▸ **Passage**
---------------

Sigmas calculation for enhanced  nodule and vessels of different sizes   
It should be noted that the relationship  between the smoothing scales is exponential [\[here\]][1]. 


  [1]: http://link.springer.com/article/10.1007/BF00336961

In [19]:
MIN_RADIUS = 4
MAX_RADIUS = 16

def get_scales(bottom=MIN_RADIUS, top=MAX_RADIUS, 
               amount=FILTERS_AMOUNT):
    radius = (top / bottom) ** (1. / (amount - 1))
    sigmas = [bottom / 4.]
    for i in range(amount - 1):
        sigmas.append(sigmas[0] * (radius ** i + 1))
    return sigmas

Enhanced filters based on hessian propreties

In [20]:
def hessian(field, coords):
    grad = gradient(field)
    axis = [[0, 1, 2], [1, 2], [2]]
    hess = [gradient(deriv, axis=j) 
            for i, deriv in enumerate(grad) 
            for j in axis[i]]

#   [(0, xx), (1, xy), (2, xz), (3, yy), (4, yz), (5, zz)]
#   x, y, z -> 3, 3, x, y, z -> 3, 3, N

    for j in range(len(hess)):
        hess[j] = hess[j][coords]

    return asarray([[hess[0], hess[1], hess[2]],
                    [hess[1], hess[3], hess[4]],
                    [hess[2], hess[4], hess[5]]])

In [31]:
def enhanced_filter(patient, coords, sigma):
    filtered = gaussian_filter(patient, sigma=sigma)
    hess = hessian(filtered, coords=coords)
    hess = [hess[:, :, i] for i in range(hess.shape[-1])]
    with Pool(CPU) as pool:
        eigs = pool.map(linalg.eigvalsh, 
                        hess)

    sigma_sqr = sigma ** 2
    z_dot = [sigma_sqr * (eig_val[2] ** 2) / abs(eig_val[0]) 
             if eig_val[0] < 0 
             and eig_val[1] < 0 
             and eig_val[2] < 0 
             else 0
             for eig_val in eigs]

    z_line = [sigma_sqr * abs(eig_val[1])

---------------

▸ **Recorded information**
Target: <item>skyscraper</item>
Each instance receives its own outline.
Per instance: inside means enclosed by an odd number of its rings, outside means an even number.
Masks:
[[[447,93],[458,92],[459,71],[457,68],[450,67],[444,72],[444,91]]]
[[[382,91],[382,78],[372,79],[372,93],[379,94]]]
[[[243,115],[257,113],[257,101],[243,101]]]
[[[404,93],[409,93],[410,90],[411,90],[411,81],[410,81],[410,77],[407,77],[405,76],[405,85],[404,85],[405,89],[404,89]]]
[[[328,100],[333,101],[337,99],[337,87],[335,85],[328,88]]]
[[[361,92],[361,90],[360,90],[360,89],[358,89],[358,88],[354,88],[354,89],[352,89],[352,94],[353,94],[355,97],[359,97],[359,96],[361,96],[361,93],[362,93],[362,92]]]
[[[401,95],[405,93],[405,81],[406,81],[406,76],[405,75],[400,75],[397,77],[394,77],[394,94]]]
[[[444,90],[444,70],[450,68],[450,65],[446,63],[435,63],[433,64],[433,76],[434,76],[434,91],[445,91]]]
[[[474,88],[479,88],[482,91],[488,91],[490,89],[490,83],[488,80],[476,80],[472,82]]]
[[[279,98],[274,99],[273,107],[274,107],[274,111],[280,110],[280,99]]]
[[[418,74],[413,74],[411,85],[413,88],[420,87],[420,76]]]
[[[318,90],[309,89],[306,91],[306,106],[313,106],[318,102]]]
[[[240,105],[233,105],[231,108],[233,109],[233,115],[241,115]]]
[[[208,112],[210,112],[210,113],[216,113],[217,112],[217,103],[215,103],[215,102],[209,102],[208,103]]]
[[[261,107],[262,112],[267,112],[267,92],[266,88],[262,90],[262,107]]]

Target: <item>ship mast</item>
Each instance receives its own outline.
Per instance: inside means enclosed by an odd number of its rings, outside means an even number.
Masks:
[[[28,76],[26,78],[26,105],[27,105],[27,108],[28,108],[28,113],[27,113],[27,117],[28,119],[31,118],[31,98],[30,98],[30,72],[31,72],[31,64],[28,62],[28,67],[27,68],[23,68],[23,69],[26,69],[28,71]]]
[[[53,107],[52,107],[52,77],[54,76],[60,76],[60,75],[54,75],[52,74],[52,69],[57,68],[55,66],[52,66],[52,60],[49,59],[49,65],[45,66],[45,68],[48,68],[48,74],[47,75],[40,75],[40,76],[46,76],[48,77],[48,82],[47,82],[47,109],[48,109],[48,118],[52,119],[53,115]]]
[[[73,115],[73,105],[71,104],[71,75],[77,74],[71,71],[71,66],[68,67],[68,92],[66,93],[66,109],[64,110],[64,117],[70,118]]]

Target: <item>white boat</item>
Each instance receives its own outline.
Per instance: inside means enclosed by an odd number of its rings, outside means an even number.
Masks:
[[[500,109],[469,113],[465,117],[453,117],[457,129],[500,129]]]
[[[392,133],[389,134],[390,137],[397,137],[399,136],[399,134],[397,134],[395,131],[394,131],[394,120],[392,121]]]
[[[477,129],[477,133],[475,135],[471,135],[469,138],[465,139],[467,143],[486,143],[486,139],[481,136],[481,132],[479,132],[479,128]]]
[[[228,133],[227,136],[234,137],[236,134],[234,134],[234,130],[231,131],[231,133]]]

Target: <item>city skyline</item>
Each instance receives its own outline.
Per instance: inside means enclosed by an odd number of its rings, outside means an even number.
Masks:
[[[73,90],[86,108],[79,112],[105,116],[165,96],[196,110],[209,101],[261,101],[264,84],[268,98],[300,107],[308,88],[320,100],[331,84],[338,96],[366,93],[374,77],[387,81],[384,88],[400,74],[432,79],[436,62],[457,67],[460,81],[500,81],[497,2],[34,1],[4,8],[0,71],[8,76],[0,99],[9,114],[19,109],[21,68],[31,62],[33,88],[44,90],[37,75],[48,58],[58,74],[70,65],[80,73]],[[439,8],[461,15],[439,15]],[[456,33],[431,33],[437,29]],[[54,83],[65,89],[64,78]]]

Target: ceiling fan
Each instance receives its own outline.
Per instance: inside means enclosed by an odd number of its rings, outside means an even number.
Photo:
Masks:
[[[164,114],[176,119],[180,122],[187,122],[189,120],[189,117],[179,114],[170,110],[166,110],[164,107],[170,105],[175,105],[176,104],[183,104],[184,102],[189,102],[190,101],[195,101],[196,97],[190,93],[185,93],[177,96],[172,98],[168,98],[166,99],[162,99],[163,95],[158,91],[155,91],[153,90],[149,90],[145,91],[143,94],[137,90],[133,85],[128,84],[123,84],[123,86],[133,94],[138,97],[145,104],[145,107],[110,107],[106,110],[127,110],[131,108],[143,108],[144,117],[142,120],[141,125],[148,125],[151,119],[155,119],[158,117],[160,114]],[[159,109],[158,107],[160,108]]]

---------------

▸ **Work to complete**
What kind of relationship between the smoothing scales does the notebook excerpt say there is? None of the items is needed here.

▸ **Answer to this problem**
An exponential relationship.